Take the line that has "Can you see the roof" in it and every line after it to the end of the entries, and reproduce them exactly.

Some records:
-- begin --

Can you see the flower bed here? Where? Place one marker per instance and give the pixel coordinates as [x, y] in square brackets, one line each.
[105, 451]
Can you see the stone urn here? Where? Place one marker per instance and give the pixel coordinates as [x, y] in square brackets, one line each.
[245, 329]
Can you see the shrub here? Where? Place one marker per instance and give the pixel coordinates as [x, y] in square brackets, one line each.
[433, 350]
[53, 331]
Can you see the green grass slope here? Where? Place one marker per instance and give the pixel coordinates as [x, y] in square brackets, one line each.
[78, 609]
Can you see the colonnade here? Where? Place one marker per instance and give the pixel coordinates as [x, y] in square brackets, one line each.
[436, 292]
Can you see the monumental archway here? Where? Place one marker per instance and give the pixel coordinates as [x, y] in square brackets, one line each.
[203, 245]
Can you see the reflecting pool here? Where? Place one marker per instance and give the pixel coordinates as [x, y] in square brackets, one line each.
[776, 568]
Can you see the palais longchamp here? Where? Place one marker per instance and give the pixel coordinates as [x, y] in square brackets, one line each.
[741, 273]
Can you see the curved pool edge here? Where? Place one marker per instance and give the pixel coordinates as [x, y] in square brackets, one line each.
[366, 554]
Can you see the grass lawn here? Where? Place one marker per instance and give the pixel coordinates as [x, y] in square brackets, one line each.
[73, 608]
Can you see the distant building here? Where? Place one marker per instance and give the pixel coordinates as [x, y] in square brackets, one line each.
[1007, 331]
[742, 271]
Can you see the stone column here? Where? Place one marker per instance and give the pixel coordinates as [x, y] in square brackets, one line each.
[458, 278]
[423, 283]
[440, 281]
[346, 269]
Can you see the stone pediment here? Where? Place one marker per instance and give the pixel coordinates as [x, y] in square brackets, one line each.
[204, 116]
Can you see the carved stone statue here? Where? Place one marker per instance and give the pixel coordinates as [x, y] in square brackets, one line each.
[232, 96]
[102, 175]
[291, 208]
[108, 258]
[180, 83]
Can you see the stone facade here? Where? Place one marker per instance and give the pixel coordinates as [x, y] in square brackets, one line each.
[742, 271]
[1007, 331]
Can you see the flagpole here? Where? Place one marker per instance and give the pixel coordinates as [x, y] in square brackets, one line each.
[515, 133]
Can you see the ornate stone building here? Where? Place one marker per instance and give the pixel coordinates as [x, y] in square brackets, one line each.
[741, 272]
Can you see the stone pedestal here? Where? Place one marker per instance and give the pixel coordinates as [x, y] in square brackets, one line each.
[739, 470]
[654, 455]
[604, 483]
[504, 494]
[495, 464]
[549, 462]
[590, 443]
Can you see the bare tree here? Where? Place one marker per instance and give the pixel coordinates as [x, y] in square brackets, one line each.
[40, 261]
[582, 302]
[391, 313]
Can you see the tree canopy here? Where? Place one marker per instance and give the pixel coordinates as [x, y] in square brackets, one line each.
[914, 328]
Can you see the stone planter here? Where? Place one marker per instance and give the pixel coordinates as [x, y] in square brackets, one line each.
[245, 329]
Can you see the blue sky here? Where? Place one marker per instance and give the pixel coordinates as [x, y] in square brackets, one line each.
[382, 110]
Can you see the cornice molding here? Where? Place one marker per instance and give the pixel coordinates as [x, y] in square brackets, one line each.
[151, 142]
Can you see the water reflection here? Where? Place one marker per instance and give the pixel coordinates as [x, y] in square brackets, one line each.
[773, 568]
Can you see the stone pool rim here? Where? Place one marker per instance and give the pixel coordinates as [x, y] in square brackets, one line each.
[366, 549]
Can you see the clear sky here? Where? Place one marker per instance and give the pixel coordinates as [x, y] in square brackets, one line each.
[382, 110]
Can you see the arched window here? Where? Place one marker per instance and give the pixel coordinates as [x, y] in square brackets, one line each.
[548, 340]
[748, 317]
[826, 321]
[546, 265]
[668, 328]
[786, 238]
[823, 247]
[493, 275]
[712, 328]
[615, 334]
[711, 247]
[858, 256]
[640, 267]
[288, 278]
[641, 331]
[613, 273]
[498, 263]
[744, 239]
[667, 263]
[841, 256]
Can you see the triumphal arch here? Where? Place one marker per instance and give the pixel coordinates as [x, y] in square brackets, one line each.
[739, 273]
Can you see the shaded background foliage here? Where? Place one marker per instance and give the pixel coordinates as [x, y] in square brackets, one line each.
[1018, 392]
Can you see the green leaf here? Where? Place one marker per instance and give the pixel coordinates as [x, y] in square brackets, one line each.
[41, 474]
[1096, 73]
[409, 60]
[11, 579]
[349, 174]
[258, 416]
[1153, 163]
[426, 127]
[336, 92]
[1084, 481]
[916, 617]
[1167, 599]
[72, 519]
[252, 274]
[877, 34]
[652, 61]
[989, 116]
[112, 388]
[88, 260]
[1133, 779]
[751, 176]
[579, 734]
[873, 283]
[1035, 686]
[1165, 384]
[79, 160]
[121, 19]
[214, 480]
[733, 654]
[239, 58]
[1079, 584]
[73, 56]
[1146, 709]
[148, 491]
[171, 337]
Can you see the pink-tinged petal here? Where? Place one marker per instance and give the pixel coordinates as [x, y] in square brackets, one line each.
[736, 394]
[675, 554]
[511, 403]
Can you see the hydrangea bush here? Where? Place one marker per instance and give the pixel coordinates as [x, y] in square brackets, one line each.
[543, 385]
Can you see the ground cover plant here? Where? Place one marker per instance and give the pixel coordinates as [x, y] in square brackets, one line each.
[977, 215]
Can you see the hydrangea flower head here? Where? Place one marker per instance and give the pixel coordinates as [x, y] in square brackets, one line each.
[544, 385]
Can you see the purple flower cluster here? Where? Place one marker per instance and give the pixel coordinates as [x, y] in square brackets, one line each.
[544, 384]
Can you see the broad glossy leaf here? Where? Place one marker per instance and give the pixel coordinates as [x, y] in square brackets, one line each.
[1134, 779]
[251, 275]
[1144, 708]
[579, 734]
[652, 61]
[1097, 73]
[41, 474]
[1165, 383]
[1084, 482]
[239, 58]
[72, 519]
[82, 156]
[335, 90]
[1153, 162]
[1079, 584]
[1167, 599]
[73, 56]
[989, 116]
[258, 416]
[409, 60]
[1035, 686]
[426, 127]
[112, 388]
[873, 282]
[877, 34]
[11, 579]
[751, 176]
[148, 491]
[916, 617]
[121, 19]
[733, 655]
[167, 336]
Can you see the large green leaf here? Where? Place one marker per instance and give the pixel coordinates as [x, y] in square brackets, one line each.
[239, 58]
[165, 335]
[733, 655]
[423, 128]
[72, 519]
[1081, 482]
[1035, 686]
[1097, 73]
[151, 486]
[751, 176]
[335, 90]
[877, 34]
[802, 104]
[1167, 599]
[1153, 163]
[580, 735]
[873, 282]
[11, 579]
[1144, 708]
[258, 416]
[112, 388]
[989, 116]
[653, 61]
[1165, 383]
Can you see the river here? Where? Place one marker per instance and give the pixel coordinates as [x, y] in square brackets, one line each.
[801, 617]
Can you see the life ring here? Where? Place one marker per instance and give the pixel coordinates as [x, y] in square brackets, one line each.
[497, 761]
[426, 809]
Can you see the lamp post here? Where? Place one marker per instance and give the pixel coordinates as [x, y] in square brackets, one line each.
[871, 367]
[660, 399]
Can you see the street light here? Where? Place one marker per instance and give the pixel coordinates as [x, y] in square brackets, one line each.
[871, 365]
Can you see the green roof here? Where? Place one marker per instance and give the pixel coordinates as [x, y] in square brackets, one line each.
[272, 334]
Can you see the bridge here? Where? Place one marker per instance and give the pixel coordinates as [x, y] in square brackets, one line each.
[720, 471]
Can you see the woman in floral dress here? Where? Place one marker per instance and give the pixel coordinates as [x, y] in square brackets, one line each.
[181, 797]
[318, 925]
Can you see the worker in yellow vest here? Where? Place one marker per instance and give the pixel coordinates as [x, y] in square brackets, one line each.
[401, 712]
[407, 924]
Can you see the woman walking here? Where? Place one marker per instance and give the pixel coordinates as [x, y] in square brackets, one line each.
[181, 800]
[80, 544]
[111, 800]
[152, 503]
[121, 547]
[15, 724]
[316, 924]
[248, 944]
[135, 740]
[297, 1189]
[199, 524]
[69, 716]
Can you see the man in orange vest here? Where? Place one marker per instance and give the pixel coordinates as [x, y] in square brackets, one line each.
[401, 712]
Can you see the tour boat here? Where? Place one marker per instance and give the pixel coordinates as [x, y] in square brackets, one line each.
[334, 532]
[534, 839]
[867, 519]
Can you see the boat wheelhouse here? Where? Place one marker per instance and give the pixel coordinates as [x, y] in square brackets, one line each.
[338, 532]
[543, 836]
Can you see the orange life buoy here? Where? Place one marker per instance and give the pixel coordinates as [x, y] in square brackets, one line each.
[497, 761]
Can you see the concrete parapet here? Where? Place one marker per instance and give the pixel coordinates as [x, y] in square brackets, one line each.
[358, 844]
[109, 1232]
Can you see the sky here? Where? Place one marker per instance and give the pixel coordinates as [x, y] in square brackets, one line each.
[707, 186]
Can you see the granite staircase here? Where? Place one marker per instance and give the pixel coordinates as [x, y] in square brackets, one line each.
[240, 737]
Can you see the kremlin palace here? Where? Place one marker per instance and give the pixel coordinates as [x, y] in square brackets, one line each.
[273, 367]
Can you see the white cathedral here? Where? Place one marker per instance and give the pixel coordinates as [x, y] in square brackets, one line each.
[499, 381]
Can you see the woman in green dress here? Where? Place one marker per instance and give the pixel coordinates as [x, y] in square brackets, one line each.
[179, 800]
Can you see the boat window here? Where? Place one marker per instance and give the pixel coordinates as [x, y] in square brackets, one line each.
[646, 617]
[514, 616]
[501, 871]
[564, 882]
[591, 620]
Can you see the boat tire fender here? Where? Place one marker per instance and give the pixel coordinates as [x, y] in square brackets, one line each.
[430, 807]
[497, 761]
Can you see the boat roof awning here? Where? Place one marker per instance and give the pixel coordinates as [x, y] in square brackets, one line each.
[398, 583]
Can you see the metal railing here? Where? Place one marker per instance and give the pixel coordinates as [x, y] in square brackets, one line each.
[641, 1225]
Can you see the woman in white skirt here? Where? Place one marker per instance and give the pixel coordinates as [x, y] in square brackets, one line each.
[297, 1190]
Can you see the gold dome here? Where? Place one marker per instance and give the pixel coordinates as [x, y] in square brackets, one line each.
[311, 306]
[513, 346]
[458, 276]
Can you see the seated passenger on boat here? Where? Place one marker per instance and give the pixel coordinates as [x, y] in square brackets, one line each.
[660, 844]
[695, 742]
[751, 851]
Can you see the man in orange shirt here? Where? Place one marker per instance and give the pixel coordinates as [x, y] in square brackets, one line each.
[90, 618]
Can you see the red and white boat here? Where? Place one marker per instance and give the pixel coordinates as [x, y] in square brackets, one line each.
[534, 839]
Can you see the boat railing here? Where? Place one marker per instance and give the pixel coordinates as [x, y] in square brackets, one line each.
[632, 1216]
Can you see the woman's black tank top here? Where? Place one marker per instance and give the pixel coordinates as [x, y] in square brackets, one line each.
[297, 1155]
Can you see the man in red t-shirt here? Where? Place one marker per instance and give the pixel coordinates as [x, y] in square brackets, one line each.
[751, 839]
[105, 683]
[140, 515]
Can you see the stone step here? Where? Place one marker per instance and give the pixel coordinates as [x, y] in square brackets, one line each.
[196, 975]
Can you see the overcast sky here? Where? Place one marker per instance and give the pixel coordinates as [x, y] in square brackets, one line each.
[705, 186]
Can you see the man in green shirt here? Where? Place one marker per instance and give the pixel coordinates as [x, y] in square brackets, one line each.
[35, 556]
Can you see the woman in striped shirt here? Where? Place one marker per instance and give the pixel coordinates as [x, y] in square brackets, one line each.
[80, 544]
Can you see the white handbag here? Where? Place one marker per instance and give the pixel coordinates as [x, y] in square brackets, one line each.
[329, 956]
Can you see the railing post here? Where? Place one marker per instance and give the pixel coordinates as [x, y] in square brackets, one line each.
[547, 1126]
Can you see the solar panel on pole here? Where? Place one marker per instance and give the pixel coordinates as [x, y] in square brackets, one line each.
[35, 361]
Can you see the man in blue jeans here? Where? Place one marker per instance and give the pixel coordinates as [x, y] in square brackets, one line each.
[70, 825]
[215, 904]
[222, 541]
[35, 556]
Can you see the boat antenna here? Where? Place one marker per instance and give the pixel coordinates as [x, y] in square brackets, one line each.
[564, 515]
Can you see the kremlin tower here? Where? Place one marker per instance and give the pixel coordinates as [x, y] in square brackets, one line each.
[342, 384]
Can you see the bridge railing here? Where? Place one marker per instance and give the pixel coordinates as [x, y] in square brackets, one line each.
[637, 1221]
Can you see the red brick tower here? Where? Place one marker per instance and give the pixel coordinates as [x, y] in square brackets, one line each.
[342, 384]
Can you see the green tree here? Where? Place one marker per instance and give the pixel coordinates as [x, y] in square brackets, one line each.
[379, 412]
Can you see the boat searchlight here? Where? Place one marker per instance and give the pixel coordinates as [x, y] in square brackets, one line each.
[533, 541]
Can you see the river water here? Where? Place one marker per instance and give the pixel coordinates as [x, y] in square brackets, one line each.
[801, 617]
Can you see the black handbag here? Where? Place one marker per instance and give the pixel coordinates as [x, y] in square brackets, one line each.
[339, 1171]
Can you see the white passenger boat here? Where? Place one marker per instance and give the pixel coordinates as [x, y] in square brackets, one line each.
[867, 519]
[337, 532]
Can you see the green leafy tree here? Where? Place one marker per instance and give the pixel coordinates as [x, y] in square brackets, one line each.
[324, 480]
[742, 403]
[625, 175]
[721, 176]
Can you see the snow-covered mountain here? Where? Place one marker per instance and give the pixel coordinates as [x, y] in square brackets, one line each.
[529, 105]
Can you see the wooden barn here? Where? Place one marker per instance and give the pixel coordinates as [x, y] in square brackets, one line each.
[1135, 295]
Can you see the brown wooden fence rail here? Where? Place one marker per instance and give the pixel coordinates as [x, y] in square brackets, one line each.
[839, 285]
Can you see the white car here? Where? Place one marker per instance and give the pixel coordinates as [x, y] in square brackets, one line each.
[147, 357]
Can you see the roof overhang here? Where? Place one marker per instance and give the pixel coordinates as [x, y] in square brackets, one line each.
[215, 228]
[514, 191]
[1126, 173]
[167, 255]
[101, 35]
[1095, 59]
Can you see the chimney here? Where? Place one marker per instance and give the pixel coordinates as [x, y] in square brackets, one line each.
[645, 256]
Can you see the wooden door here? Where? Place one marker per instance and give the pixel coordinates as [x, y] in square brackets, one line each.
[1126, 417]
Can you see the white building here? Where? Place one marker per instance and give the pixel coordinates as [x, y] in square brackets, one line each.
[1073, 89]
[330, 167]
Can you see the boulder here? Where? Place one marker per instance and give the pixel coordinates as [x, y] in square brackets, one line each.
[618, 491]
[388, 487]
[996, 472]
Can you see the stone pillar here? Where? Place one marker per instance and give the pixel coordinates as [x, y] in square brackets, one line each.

-- end --

• **Result**:
Can you see the roof overhang here? Where? Place one marker per instance and give the pixel coordinates as [x, y] in square brackets, one line each.
[215, 228]
[514, 191]
[1126, 173]
[167, 255]
[101, 35]
[1095, 59]
Can you see the chimney here? Where? Place one marker per instance and give the pixel coordinates as [x, y] in square brackets, one line each.
[645, 256]
Can you see the wooden door here? Where? Place one marker per instance and give the pixel coordinates as [x, y] in square brackets, one line each.
[1126, 417]
Can you see the white building here? Where? Place one marker per instance and give the pixel coordinates as [x, y] in square brackets, one line each.
[1073, 89]
[330, 167]
Can you see the boulder here? Where? Place one marker per instance and give the pixel coordinates as [x, y] in square brackets, one line each.
[618, 491]
[388, 487]
[996, 472]
Can you see the stone pillar here? Where? Place one marker per instance and give the pixel coordinates as [x, y] in square brackets, one line each.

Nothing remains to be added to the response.